Data excerpts:
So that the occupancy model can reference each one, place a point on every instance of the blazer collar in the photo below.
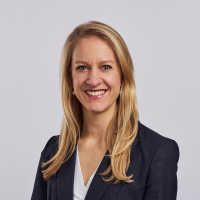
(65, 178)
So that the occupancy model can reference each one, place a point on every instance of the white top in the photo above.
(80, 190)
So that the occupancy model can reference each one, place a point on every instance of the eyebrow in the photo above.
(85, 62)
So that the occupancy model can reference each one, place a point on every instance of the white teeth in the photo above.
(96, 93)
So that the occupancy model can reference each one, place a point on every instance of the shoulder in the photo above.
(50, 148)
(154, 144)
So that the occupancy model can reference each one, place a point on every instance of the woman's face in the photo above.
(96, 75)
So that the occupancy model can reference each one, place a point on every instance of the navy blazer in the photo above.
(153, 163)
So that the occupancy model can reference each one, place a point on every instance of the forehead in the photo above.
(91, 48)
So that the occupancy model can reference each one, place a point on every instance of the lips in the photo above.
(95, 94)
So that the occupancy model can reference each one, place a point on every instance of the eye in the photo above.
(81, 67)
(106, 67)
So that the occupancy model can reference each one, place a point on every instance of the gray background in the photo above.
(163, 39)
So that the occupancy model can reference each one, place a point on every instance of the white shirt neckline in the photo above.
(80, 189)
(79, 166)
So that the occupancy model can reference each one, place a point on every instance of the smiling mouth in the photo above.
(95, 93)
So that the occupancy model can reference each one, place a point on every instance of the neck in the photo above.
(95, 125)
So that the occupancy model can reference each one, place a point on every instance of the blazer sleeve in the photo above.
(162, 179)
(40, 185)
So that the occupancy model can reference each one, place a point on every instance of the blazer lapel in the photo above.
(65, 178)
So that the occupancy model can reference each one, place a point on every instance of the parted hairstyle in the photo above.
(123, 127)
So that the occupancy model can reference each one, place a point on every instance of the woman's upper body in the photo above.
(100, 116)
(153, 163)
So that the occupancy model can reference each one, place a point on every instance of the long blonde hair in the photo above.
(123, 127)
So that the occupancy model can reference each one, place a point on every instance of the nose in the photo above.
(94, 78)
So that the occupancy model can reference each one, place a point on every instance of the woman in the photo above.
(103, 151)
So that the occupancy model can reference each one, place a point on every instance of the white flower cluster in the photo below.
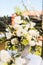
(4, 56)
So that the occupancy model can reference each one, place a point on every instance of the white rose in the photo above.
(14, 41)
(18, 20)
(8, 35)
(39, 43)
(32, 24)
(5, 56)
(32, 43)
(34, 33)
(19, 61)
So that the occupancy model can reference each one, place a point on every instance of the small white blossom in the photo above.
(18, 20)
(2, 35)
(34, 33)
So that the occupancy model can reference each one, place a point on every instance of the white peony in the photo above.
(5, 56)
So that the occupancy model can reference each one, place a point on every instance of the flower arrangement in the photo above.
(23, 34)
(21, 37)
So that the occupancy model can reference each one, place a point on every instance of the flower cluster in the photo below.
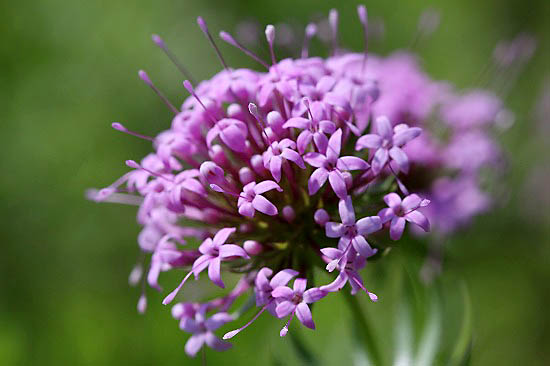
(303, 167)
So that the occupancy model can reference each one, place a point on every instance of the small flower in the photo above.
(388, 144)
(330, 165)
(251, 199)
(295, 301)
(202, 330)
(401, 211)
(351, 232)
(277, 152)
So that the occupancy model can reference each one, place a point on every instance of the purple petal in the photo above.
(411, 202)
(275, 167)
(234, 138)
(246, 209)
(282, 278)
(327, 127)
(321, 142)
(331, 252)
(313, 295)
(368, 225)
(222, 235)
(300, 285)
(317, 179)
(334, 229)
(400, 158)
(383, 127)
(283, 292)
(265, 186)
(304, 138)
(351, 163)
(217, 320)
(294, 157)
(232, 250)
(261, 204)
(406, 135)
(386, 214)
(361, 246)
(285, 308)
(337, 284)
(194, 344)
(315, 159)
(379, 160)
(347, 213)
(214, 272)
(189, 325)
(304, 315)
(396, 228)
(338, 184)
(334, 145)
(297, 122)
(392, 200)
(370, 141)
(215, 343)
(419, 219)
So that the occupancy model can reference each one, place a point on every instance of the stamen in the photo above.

--

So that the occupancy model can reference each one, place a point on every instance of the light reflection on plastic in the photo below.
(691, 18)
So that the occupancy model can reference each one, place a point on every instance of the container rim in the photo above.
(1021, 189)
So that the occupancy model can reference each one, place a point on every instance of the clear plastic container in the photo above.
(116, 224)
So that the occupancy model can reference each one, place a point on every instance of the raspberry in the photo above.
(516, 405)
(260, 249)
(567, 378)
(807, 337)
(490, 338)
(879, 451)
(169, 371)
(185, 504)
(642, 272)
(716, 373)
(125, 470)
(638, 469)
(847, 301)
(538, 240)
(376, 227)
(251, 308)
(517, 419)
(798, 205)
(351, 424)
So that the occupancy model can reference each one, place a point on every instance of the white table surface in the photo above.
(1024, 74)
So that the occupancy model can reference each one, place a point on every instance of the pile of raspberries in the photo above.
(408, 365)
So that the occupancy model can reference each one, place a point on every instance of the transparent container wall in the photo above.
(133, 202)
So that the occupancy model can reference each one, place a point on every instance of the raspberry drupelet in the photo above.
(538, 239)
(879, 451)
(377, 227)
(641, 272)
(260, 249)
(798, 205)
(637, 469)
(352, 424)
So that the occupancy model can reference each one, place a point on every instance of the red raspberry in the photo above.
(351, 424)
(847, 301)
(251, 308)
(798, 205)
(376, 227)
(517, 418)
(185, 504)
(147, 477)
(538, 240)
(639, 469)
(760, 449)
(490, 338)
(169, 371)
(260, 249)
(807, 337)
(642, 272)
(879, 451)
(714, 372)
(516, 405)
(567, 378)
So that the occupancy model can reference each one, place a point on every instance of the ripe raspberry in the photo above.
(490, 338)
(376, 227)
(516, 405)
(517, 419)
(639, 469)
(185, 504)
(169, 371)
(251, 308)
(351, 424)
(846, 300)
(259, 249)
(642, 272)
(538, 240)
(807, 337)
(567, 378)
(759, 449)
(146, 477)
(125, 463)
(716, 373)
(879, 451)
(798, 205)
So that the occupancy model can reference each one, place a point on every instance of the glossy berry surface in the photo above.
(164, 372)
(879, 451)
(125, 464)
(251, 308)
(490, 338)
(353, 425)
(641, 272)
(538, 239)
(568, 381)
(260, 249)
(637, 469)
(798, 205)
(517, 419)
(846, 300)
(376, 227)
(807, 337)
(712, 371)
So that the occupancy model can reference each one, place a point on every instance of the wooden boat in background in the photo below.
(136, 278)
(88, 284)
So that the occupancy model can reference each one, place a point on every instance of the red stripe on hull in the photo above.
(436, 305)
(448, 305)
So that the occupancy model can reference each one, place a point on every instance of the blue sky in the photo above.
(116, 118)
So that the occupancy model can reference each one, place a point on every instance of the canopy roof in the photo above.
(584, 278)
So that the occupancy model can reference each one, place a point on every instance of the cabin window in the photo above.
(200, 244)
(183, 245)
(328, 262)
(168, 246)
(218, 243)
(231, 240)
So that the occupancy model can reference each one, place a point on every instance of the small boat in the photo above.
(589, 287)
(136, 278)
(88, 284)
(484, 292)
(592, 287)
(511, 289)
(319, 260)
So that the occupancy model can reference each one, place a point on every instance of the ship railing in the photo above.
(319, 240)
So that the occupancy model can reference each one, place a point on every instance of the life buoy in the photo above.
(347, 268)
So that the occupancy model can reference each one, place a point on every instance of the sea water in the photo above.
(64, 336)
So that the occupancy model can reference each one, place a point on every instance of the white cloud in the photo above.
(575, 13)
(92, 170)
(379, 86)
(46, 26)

==

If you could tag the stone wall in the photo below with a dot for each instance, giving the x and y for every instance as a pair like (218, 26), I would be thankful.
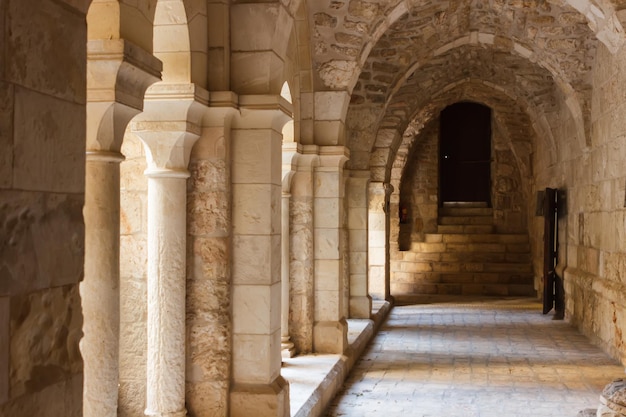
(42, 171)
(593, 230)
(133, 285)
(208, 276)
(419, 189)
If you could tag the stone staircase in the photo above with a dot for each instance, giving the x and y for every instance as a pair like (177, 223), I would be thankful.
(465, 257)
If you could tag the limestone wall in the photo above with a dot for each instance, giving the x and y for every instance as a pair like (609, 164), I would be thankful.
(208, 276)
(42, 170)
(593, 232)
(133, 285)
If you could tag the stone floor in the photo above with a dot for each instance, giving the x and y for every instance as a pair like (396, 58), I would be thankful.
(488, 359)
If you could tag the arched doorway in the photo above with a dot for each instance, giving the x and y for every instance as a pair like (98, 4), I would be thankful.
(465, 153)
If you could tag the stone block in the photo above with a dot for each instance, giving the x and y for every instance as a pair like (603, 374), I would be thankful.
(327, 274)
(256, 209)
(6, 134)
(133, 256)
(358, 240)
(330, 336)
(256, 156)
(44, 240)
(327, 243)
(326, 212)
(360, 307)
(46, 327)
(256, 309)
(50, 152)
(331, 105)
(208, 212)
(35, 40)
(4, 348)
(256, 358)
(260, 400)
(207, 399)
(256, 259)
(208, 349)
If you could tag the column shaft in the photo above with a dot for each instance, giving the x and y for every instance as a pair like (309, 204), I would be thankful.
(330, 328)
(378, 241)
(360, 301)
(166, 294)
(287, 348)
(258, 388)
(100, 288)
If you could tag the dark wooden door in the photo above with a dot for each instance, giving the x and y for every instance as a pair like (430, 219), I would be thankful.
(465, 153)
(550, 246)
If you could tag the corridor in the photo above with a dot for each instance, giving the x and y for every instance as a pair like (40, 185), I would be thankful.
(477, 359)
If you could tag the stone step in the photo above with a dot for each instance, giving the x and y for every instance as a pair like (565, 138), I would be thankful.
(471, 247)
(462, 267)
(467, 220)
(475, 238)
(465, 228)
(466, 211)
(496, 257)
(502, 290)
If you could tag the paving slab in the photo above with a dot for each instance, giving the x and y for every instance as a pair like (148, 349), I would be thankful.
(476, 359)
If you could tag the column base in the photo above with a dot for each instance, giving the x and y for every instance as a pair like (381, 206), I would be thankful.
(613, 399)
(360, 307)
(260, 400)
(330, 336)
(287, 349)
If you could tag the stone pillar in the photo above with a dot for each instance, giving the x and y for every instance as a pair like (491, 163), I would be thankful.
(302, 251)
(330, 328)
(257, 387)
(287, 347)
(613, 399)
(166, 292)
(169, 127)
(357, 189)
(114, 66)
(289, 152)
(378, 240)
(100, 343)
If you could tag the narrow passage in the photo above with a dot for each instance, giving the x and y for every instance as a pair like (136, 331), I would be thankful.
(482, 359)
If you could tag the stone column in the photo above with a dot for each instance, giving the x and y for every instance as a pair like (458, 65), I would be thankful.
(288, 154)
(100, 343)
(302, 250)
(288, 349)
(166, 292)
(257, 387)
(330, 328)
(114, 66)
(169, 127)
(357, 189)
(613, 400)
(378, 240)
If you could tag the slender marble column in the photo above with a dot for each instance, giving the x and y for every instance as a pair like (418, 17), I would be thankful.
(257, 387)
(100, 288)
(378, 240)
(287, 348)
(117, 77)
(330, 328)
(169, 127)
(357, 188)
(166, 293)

Short problem:
Filter the items above and copy each line that contains the string "background". Treat case as significant.

Reply:
So that the occupancy model can reference each one, place a point on every instance of the gray background in the photo above.
So that the occupancy model can reference each one, place a point on every instance of the wooden boat in background in the photo below.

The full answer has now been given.